··· STORED ROWS
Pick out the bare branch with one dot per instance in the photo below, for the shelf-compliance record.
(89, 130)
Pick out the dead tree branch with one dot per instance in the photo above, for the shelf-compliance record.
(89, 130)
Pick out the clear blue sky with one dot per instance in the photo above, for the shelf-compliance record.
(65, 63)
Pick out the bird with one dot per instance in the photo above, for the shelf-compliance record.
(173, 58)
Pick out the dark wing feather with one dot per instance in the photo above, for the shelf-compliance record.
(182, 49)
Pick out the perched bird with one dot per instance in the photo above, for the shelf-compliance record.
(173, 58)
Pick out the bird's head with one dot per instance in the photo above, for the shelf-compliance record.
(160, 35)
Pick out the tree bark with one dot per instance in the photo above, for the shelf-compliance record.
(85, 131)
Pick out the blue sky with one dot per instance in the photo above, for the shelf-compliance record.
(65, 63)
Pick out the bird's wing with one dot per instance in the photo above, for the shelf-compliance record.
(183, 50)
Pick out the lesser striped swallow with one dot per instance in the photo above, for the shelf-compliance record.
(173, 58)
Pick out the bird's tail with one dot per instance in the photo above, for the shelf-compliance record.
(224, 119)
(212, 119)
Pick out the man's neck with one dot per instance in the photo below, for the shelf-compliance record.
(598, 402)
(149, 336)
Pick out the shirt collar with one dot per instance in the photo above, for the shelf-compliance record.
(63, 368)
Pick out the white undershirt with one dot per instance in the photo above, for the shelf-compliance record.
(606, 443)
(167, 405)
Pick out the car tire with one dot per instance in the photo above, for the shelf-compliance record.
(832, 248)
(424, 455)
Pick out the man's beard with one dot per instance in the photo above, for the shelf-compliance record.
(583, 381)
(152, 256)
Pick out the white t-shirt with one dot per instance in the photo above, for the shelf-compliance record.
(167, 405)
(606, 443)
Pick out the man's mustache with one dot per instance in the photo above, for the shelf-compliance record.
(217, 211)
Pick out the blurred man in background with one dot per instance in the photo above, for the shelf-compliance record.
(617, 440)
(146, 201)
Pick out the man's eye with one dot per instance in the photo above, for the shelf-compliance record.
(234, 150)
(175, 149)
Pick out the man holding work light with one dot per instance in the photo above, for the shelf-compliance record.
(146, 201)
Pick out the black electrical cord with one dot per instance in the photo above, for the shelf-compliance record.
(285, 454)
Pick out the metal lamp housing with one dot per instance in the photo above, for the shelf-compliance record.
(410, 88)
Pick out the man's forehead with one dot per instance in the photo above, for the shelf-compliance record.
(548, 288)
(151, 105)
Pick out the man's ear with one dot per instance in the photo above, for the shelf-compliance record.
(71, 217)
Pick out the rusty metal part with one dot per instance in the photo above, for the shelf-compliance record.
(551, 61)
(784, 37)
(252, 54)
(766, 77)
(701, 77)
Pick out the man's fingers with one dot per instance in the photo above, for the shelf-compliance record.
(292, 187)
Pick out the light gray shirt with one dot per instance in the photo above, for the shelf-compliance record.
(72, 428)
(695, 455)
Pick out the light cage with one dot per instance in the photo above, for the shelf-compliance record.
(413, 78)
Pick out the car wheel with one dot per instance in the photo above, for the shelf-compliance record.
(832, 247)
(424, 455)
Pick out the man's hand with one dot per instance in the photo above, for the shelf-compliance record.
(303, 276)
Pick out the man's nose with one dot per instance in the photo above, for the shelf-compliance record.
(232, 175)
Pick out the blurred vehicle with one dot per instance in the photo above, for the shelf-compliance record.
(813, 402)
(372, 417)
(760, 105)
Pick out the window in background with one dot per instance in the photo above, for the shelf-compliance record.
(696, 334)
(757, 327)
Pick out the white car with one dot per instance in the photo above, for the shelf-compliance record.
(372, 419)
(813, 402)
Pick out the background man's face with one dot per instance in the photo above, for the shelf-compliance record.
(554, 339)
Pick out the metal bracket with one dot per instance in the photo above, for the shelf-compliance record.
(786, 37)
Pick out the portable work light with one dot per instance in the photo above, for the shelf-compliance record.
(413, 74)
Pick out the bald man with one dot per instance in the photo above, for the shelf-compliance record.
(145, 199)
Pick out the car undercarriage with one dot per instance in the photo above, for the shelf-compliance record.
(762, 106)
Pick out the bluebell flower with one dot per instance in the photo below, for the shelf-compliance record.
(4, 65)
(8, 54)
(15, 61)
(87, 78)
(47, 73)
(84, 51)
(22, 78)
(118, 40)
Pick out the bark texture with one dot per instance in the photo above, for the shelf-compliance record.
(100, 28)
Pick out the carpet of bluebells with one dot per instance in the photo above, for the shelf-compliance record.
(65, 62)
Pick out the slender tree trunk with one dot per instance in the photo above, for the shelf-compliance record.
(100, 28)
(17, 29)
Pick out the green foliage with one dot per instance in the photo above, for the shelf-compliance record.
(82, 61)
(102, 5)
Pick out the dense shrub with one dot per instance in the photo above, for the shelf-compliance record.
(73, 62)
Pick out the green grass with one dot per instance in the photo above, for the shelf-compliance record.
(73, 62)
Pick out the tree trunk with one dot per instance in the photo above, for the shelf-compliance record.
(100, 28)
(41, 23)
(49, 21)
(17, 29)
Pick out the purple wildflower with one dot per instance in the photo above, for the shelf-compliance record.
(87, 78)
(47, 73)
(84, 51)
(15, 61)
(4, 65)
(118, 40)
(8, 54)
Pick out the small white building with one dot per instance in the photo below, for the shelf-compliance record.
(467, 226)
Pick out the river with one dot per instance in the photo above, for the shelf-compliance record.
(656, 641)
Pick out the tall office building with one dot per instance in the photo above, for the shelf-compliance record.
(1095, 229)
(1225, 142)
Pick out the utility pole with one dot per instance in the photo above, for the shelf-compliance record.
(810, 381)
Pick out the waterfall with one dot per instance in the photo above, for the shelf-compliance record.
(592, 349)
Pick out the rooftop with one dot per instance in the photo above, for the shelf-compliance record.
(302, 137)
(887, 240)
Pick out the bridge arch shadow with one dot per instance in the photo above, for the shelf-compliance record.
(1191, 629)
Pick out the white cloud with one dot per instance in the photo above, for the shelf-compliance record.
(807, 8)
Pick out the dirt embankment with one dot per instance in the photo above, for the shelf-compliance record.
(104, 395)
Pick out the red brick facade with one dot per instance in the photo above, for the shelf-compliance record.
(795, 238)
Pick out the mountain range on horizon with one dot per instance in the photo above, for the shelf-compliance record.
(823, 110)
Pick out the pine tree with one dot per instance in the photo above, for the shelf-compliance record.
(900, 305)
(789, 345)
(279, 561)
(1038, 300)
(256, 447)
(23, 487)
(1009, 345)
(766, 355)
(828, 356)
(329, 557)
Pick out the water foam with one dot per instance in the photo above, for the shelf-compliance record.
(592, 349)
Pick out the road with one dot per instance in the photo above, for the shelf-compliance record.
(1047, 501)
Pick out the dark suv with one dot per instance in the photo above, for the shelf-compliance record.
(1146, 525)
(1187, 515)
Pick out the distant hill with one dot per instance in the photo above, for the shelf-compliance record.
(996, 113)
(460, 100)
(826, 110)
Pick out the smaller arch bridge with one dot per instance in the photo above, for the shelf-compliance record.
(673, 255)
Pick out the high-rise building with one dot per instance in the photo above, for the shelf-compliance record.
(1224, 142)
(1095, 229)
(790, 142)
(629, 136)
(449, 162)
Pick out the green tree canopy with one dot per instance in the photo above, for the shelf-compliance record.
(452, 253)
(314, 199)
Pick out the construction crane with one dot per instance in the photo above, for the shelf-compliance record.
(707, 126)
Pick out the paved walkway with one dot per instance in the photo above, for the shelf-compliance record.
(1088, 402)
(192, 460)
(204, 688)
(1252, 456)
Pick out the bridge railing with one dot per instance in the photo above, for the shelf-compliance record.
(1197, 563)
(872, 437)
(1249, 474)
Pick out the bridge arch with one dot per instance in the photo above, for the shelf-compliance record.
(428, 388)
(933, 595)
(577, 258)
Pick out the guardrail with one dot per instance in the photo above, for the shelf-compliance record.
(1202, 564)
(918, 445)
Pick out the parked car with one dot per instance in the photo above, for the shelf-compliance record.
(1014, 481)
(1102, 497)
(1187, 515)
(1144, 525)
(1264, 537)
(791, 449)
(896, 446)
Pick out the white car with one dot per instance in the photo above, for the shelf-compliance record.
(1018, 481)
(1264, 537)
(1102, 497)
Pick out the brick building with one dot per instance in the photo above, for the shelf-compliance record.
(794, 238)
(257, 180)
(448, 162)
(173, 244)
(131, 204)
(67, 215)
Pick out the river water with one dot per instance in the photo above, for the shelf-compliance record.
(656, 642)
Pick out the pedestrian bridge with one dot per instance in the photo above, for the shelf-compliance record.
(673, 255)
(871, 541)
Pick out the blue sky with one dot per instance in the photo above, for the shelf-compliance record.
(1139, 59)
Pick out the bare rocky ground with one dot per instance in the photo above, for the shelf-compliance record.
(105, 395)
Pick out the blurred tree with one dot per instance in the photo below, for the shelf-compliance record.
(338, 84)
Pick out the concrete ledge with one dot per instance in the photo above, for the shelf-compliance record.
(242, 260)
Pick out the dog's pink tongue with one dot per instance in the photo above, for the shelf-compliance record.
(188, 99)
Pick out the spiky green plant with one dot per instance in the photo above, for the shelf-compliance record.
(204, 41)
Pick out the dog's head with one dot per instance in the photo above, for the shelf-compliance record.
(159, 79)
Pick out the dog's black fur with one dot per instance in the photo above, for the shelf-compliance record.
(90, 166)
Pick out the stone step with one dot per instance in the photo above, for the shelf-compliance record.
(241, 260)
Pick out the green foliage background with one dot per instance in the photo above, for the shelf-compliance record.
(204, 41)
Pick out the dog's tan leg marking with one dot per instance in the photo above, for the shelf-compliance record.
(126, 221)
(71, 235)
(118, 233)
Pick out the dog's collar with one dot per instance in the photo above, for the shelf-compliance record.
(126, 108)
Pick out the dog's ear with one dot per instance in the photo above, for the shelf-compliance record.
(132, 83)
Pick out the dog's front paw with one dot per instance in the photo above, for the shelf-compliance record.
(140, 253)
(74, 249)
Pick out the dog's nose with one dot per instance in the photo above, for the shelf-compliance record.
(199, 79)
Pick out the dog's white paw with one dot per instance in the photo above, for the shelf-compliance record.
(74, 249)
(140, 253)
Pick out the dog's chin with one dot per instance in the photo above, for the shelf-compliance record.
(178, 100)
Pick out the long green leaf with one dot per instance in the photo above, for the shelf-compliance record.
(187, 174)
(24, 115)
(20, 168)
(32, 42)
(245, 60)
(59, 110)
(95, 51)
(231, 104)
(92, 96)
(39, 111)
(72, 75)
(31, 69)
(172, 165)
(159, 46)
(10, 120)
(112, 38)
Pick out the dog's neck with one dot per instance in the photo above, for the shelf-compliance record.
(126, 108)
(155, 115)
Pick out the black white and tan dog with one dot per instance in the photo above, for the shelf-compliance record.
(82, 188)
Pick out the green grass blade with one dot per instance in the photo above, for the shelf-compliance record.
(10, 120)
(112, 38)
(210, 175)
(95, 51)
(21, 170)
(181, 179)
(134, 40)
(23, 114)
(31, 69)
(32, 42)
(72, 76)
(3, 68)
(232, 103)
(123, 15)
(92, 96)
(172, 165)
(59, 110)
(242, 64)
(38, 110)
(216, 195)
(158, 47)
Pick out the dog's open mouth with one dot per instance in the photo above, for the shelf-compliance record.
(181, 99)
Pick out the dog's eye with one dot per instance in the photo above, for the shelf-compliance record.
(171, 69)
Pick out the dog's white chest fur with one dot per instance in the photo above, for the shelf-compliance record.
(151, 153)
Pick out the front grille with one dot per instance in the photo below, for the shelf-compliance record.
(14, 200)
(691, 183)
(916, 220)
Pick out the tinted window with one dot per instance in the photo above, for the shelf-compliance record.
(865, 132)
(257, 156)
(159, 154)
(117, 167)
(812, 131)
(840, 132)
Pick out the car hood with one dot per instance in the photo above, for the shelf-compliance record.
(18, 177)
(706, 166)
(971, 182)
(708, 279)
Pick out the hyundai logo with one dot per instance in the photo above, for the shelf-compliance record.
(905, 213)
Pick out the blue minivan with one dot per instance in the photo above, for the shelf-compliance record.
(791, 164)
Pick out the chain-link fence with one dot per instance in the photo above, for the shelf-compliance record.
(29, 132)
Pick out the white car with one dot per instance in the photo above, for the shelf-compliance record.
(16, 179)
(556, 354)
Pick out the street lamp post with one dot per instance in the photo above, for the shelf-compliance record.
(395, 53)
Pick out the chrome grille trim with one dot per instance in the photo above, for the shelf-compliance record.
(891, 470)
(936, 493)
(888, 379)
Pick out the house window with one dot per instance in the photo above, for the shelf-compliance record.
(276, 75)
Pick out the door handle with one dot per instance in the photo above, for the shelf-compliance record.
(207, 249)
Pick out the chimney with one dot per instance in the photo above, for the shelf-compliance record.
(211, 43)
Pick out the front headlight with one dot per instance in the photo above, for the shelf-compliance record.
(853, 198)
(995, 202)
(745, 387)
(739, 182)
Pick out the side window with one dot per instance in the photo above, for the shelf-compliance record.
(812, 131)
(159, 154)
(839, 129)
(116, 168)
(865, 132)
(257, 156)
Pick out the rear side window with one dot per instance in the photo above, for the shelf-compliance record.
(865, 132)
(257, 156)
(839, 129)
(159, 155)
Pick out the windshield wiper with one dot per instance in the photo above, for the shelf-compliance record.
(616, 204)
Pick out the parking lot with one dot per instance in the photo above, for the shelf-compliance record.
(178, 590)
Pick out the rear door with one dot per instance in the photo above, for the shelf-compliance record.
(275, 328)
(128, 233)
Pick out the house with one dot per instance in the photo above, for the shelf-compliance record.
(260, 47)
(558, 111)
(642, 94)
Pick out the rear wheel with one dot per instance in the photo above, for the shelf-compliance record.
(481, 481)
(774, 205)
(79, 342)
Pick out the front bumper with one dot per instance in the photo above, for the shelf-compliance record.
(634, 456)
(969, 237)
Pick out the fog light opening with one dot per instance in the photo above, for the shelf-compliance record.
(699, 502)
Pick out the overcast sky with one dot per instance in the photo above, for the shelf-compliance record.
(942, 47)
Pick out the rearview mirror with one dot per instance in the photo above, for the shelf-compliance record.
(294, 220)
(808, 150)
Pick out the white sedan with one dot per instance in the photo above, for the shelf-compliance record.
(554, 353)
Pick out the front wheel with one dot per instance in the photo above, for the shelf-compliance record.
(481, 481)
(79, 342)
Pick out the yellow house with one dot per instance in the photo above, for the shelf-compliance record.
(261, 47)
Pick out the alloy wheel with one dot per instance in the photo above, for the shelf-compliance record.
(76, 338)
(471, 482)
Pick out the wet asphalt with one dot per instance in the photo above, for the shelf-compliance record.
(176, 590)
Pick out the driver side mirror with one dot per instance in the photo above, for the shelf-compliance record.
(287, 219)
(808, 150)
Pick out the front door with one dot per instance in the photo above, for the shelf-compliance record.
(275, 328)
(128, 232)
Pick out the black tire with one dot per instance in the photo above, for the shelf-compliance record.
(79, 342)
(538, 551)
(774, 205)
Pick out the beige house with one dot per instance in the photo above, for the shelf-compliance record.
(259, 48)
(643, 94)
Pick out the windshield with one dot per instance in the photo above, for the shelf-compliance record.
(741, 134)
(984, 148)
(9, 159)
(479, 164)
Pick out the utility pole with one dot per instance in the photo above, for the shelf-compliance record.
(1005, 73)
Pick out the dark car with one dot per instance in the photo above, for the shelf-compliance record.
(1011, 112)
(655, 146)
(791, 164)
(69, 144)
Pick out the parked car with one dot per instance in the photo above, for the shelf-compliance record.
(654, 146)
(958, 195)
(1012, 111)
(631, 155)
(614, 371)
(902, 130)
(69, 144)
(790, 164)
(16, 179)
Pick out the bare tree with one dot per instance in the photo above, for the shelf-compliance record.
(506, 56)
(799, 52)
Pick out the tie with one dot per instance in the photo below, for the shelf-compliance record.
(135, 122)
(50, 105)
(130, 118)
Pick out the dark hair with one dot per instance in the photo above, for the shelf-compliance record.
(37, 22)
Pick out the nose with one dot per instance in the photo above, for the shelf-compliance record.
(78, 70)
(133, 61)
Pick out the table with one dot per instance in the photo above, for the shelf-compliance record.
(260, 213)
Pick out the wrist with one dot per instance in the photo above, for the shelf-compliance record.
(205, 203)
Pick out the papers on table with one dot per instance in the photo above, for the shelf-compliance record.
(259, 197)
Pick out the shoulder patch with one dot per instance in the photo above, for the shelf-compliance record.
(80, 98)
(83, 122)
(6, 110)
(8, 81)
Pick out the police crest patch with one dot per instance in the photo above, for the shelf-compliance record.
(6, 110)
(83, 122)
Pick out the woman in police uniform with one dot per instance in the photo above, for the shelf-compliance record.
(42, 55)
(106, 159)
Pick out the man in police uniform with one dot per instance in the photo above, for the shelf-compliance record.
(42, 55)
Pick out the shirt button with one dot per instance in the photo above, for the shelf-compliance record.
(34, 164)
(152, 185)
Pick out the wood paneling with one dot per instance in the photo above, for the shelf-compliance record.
······
* WORK INSTRUCTIONS
Set out exactly the run of lines that begins at the line holding "Pick out the bare tree" and ends at the last line of the data.

* RESULT BELOW
Pick out the bare tree with one dot per instance in the photo above, for the shelf-compliance record.
(506, 56)
(799, 52)
Pick out the tie with one dot per instance in the photo below, for the shelf-compliance record.
(135, 122)
(50, 105)
(130, 118)
Pick out the dark hair with one dot per instance in the photo above, for the shelf-compliance record.
(37, 22)
Pick out the nose with one dot per instance in the photo above, for the shelf-compliance record.
(78, 70)
(133, 61)
Pick out the table with one dot per instance in the photo above, for the shelf-compliance record.
(260, 213)
Pick out the wrist with one dot per instance in the photo above, for the shelf-compliance record.
(205, 203)
Pick out the papers on table with one dot per instance in the photo above, for the shelf-compliance record.
(259, 197)
Pick out the shoulder patch with one dot per instance in the photo above, for the shelf-compliance record.
(80, 98)
(83, 122)
(6, 110)
(8, 81)
Pick out the police crest patch with one dot per instance in the photo above, for the shelf-compliance record.
(6, 110)
(83, 122)
Pick out the woman in police uniform with one dot per instance in the photo above, for the shelf-compliance record.
(42, 55)
(106, 159)
Pick out the man in police uniform with one dot per instance in the photo above, for the shelf-compliance record.
(42, 55)
Pick out the shirt button with one dot per instance in the photo above, for the shelf-compliance record.
(34, 164)
(152, 185)
Pick out the wood paneling with one dot per instance in the photo above, for the shelf-compliance record.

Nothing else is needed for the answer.